▸ **EXERCISE AIM**
The records that follow must be transcribed in full, without any change.

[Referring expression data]

---

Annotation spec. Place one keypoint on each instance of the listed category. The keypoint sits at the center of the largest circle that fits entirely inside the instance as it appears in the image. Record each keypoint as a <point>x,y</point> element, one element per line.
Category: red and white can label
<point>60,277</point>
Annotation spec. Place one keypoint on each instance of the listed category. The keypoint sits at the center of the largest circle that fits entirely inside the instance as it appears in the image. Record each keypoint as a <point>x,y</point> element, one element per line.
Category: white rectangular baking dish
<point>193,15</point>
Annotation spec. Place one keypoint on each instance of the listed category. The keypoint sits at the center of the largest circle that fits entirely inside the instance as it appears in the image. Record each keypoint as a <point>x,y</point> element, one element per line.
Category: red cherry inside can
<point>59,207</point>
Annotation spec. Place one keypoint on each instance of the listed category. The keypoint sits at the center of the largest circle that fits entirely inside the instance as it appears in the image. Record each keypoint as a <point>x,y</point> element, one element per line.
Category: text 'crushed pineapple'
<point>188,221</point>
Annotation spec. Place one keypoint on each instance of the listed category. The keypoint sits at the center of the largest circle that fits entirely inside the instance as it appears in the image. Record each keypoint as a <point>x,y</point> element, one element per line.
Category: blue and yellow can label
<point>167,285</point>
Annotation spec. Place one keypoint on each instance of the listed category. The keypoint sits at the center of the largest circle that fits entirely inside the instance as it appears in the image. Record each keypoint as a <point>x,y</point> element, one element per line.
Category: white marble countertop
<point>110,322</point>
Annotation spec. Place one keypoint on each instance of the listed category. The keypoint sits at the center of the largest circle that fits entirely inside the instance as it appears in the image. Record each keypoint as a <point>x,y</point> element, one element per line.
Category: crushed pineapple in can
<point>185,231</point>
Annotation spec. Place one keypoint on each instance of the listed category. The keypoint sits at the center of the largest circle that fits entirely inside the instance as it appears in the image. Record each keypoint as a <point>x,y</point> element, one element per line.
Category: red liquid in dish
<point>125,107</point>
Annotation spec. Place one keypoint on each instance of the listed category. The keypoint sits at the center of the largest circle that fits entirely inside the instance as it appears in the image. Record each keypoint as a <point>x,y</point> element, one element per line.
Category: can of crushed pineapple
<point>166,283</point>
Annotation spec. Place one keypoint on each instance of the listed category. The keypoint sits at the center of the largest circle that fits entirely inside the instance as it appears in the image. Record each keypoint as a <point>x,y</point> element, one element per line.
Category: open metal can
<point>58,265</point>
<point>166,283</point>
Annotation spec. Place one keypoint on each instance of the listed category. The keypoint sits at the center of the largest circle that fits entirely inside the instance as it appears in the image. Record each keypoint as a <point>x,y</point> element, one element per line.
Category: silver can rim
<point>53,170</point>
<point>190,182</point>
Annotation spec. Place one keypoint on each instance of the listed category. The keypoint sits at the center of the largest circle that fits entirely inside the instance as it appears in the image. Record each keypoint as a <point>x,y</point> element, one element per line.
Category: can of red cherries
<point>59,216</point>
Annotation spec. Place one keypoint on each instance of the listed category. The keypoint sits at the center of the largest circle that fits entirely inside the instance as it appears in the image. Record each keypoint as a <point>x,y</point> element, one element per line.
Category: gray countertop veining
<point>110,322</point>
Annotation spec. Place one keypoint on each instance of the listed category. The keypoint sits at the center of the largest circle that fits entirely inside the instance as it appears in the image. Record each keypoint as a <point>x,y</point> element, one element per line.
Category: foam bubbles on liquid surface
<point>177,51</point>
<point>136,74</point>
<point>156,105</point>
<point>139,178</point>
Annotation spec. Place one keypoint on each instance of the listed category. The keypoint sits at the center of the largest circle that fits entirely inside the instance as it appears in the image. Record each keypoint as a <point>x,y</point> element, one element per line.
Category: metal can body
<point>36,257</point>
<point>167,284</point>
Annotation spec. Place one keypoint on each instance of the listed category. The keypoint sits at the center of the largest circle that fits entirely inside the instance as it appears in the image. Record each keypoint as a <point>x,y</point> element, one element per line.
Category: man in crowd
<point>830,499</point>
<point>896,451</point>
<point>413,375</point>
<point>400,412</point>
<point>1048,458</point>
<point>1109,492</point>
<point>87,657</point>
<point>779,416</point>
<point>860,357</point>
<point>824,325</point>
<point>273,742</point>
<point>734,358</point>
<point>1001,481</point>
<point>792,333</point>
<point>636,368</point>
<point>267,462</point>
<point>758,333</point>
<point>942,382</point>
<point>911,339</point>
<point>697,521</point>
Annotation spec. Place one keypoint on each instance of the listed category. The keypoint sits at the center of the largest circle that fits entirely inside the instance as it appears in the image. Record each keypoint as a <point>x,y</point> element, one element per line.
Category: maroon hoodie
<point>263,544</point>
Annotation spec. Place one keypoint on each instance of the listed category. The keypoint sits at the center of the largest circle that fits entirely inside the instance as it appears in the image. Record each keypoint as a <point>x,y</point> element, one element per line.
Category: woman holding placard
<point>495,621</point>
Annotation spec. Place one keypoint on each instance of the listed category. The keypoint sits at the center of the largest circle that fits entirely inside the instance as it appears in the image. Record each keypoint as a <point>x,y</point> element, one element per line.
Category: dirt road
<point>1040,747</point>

---

▸ **SOLUTION TO THIS EXERCISE**
Annotation spec. Place one keypoint on each instance of the listed category. The keypoint sits at the center of the largest circle that fits entirely inside the instance as it appears in the image. Record each keypoint as a <point>x,y</point> element, one element per line.
Category: red and white can label
<point>60,277</point>
Annotation spec. Place one keypoint on each instance of the listed category. The keypoint sits at the center of the largest circle that fits entirely inside the instance as it appears in the image. Record each keypoint as a <point>x,y</point> element, one element per line.
Category: white rectangular baking dish
<point>193,15</point>
Annotation spec. Place one keypoint on each instance of the listed category. The keypoint sits at the center of the largest circle that fits entirely inside the instance as it appears in the image. Record each keypoint as a <point>x,y</point> element, one element per line.
Category: red cherry inside can
<point>59,207</point>
Annotation spec. Place one keypoint on each instance of the listed category. The keypoint sits at the center of the largest circle that fits entirely inside the instance as it appears in the image. Record each keypoint as a <point>x,y</point> element, one element per line.
Category: text 'crushed pineapple'
<point>188,221</point>
Annotation spec. Place one keypoint on each instance of the listed category. The keypoint sits at the center of the largest circle that fits entirely inside the instance as it appears in the image. Record each keypoint as a <point>x,y</point> element, one element per line.
Category: blue and yellow can label
<point>167,285</point>
Annotation spec. Place one keypoint on each instance of the listed category. The keypoint sits at the center of the largest circle that fits entirely inside the instance as it appears in the image. Record each keypoint as a <point>x,y</point> element, one element per line.
Category: white marble countertop
<point>110,322</point>
Annotation spec. Place one keypoint on each instance of the listed category. The keypoint sits at the center of the largest circle that fits entirely inside the instance as it appears in the image. Record each keypoint as a <point>x,y</point> element, one element per line.
Category: crushed pineapple in can
<point>185,231</point>
Annotation spec. Place one keypoint on each instance of the listed category. The keypoint sits at the center of the largest circle that fits entirely inside the instance as it appears in the image. Record each keypoint as a <point>x,y</point> element, one element per line.
Category: red liquid in dish
<point>125,107</point>
Annotation spec. Place one keypoint on each instance of the listed category. The keypoint sits at the center of the largest circle that fits entirely inside the instance as it appears in the image. Record each keypoint as a <point>x,y</point> element, one element per line.
Category: can of crushed pineapple
<point>166,283</point>
Annotation spec. Place one keypoint on each instance of the listed category. The keypoint sits at the center of the largest circle that fits entirely inside the instance as it appears in the image. Record each keypoint as a <point>x,y</point> element, one element per line.
Category: open metal can
<point>58,265</point>
<point>166,283</point>
Annotation spec. Place one keypoint on each instance of the listed category. The keypoint sits at the center of the largest circle that fits entirely inside the instance as it appears in the image. Record each keypoint as a <point>x,y</point> element, one element per line.
Category: silver can rim
<point>53,170</point>
<point>190,182</point>
Annotation spec. Place one keypoint on each instance of the listed category. The keypoint sits at the center of the largest circle that fits entirely inside the instance as it appears in the image. Record each keypoint as a <point>x,y</point> element, one element per line.
Category: can of red cherries
<point>59,216</point>
Annotation spec. Place one keypoint on each instance of the listed category. The keypoint sits at the center of the largest circle that fits entirely inside the instance as it appears in the image. Record each keypoint as a <point>x,y</point> element, one element per line.
Category: gray countertop veining
<point>110,322</point>
Annotation spec. Place one keypoint on each instance of the listed category. The keypoint sits at the center of the largest circle that fits entirely inside the instance as it appears in the image. Record each keypoint as a <point>x,y</point> element, one element per line.
Category: foam bubbles on liquid surface
<point>177,51</point>
<point>136,74</point>
<point>156,105</point>
<point>139,178</point>
Annotation spec. Place one keypoint on each instance of the listed category. The keypoint sits at the center of the largest circle that fits entirely inside the instance as it appears in the image. Record each keypoint as a <point>x,y</point> element, one element per line.
Category: metal can body
<point>36,257</point>
<point>167,284</point>
Annotation spec. Place one keypoint on each instance of the listed category. The keypoint sits at the center of the largest circle that fits entirely inside the instance as it appears in the image. Record each keypoint as a <point>x,y</point> element, one element per line.
Category: man in crowd
<point>830,499</point>
<point>896,451</point>
<point>413,375</point>
<point>400,412</point>
<point>1048,458</point>
<point>1109,492</point>
<point>87,657</point>
<point>779,416</point>
<point>860,357</point>
<point>824,325</point>
<point>273,742</point>
<point>734,358</point>
<point>1001,481</point>
<point>792,333</point>
<point>636,368</point>
<point>267,462</point>
<point>758,333</point>
<point>942,382</point>
<point>911,339</point>
<point>697,521</point>
Annotation spec. Place one keypoint on each instance of the listed category. The keypoint sits at the center of the largest circle that fits entirely inside the instance as it appears in the image. Record each keypoint as a <point>x,y</point> element, one element per line.
Category: maroon hoodie
<point>263,544</point>
Annotation spec. Place one keypoint on each instance of the listed category. The keypoint sits at the center of the largest circle that fits entirely inside the instance as it appears in the image. Record each keypoint as a <point>x,y</point> element, one element per line.
Category: woman holding placard
<point>495,621</point>
Annotation spec. Place one keypoint on each instance of the listed category. The keypoint sits at the center of the largest circle that fits entirely inside the instance as it appears in the image. Record each keypoint as a <point>x,y</point> element, one element per line.
Category: dirt road
<point>1040,747</point>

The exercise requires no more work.